Every line of the data must be copied exactly.

Listing:
** Begin **

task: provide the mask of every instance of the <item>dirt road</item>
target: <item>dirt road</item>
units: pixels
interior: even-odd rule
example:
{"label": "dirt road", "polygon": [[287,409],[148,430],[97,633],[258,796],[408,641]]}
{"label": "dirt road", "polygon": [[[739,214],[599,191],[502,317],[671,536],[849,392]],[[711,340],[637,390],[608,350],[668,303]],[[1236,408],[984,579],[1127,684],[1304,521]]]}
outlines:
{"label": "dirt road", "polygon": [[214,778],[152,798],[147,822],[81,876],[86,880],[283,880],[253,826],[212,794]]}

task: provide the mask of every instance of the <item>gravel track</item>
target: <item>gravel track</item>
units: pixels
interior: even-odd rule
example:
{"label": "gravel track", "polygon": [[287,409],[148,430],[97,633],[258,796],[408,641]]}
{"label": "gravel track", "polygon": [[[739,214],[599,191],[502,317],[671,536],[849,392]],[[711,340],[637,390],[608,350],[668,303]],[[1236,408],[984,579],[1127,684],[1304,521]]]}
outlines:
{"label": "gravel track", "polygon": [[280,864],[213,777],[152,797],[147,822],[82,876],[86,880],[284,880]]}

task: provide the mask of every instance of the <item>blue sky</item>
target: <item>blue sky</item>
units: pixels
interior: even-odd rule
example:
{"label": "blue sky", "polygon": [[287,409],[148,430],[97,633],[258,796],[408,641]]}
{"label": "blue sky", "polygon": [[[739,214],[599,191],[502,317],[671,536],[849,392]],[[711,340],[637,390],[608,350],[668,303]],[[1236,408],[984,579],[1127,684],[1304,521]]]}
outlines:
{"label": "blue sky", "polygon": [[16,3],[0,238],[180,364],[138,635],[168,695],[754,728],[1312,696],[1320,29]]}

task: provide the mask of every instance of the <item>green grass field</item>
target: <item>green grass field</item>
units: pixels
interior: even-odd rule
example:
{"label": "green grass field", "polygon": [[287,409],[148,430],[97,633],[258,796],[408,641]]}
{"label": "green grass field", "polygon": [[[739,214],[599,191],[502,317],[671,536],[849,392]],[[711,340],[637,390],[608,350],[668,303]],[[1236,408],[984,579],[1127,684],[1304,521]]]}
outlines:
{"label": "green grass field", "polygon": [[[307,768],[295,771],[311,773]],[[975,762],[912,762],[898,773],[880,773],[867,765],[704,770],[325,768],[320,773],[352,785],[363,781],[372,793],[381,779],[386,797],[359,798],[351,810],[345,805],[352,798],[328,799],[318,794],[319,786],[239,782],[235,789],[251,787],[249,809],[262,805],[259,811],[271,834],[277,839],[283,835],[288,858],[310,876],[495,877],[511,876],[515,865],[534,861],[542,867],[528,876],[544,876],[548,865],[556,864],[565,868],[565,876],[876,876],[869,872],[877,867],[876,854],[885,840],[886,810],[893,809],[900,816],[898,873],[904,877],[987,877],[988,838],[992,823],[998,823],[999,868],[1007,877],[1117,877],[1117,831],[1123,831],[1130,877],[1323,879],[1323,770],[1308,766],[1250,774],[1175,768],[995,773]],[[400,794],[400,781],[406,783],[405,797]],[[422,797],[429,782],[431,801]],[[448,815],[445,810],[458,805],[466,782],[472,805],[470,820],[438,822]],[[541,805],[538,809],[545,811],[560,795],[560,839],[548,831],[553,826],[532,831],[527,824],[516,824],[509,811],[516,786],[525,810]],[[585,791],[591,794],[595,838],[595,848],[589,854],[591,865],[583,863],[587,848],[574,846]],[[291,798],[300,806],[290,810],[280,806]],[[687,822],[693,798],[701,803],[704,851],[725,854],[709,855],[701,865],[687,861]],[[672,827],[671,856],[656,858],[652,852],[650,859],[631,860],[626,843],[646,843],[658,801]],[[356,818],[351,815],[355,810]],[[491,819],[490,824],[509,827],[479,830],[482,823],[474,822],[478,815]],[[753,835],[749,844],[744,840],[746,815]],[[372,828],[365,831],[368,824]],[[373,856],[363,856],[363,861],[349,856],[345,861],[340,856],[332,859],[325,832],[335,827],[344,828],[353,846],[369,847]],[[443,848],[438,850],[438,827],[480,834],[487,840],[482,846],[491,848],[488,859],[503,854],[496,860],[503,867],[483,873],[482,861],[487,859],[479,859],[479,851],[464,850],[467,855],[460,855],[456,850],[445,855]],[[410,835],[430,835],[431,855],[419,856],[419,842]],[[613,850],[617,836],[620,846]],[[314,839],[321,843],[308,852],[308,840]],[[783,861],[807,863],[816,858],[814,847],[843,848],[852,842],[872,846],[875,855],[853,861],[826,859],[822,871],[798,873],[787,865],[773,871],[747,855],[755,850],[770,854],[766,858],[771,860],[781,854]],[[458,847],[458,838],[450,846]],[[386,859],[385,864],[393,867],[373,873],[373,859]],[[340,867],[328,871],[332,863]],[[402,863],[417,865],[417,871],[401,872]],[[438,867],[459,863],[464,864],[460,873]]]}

** End **

Full solution:
task: provide the mask of every instance of the <item>dirt road</item>
target: <item>dirt road</item>
units: pixels
interior: even-odd rule
example:
{"label": "dirt road", "polygon": [[287,409],[148,430],[97,633],[258,796],[408,641]]}
{"label": "dirt road", "polygon": [[[739,214],[599,191],[502,317],[671,536],[849,392]],[[711,340],[637,390],[608,350],[668,303]],[[1236,408],[984,579],[1127,684],[1304,521]]]}
outlines:
{"label": "dirt road", "polygon": [[214,778],[152,798],[147,822],[81,876],[86,880],[283,880],[253,826],[212,794]]}

task: provide the mask of every instance of the <item>gravel track</item>
target: <item>gravel track</item>
units: pixels
interior: even-odd rule
example:
{"label": "gravel track", "polygon": [[287,409],[148,430],[97,633],[258,796],[408,641]]}
{"label": "gravel track", "polygon": [[[739,214],[599,191],[502,317],[671,536],[849,392]],[[711,340],[637,390],[608,350],[668,303]],[[1236,408],[984,579],[1127,684],[1304,521]]]}
outlines:
{"label": "gravel track", "polygon": [[280,864],[213,777],[152,797],[147,822],[82,876],[86,880],[284,880]]}

task: provide the mask of every instance of the <item>blue sky</item>
target: <item>blue sky</item>
units: pixels
interior: even-odd rule
example:
{"label": "blue sky", "polygon": [[287,409],[148,430],[97,633],[258,796],[408,641]]}
{"label": "blue sky", "polygon": [[[739,214],[599,191],[502,317],[671,536],[849,392]],[[711,340],[637,390],[608,350],[668,303]],[[1236,408],[984,579],[1127,684],[1304,521]]]}
outlines:
{"label": "blue sky", "polygon": [[16,3],[0,238],[180,364],[138,635],[168,695],[754,728],[1312,696],[1320,29]]}

task: provide the mask of every instance of the <item>green grass field</item>
target: <item>green grass field</item>
units: pixels
interior: even-odd rule
example:
{"label": "green grass field", "polygon": [[287,409],[148,430],[97,633],[258,796],[408,641]]}
{"label": "green grass field", "polygon": [[[739,214],[599,191],[502,317],[671,536],[849,392]],[[711,340],[637,390],[608,350],[668,303]],[[1236,408],[984,579],[1127,684],[1304,521]]]}
outlines:
{"label": "green grass field", "polygon": [[[307,768],[295,771],[311,773]],[[975,762],[912,762],[898,773],[880,773],[867,765],[704,770],[325,768],[320,773],[352,785],[363,781],[372,793],[381,779],[386,797],[359,798],[351,810],[345,805],[352,798],[328,799],[318,794],[319,786],[239,782],[235,789],[251,787],[249,809],[262,805],[259,811],[271,834],[277,839],[283,835],[288,858],[310,876],[495,877],[511,876],[515,865],[534,861],[542,867],[528,876],[544,876],[548,865],[556,864],[565,868],[565,876],[876,876],[869,872],[877,867],[876,854],[885,840],[886,810],[893,809],[900,816],[898,873],[904,877],[987,877],[988,838],[992,823],[998,823],[999,868],[1007,877],[1117,877],[1117,831],[1123,831],[1130,877],[1323,879],[1323,770],[1308,766],[1250,774],[1175,768],[995,773]],[[400,794],[400,781],[406,783],[405,797]],[[422,797],[429,782],[431,801]],[[448,815],[445,810],[458,805],[466,782],[472,805],[470,820],[438,822]],[[541,805],[538,809],[545,811],[560,795],[560,839],[548,831],[553,826],[532,831],[527,824],[516,824],[509,811],[516,786],[525,810]],[[585,791],[591,794],[595,838],[595,848],[589,854],[591,865],[583,863],[587,848],[574,846]],[[291,798],[300,806],[290,810],[280,806]],[[687,822],[693,798],[701,803],[704,851],[725,854],[709,855],[701,865],[687,861]],[[672,827],[671,856],[656,858],[652,852],[650,859],[631,860],[626,843],[646,843],[658,801]],[[356,818],[351,815],[355,810]],[[491,819],[490,824],[509,827],[479,830],[482,823],[474,822],[478,815]],[[753,835],[749,844],[744,840],[746,815]],[[372,828],[365,831],[368,824]],[[373,856],[363,856],[363,861],[349,856],[345,861],[340,856],[332,859],[325,832],[335,827],[344,828],[353,846],[369,847]],[[443,848],[438,850],[438,827],[480,834],[487,840],[482,846],[491,848],[488,859],[503,854],[496,860],[503,867],[483,873],[482,861],[487,859],[479,859],[479,851],[464,850],[467,855],[460,855],[456,850],[445,855]],[[410,835],[430,835],[431,855],[419,856],[419,842]],[[613,850],[617,836],[620,846]],[[314,839],[321,843],[308,852],[308,840]],[[783,861],[807,863],[816,858],[814,847],[843,848],[852,842],[872,846],[875,855],[853,861],[826,859],[822,871],[798,873],[787,865],[773,871],[747,855],[755,850],[770,854],[766,858],[771,860],[781,854]],[[458,847],[458,838],[450,846]],[[386,859],[385,864],[393,867],[373,873],[373,859]],[[340,867],[328,871],[332,863]],[[402,863],[417,865],[417,871],[401,872]],[[438,867],[459,863],[464,864],[460,873]]]}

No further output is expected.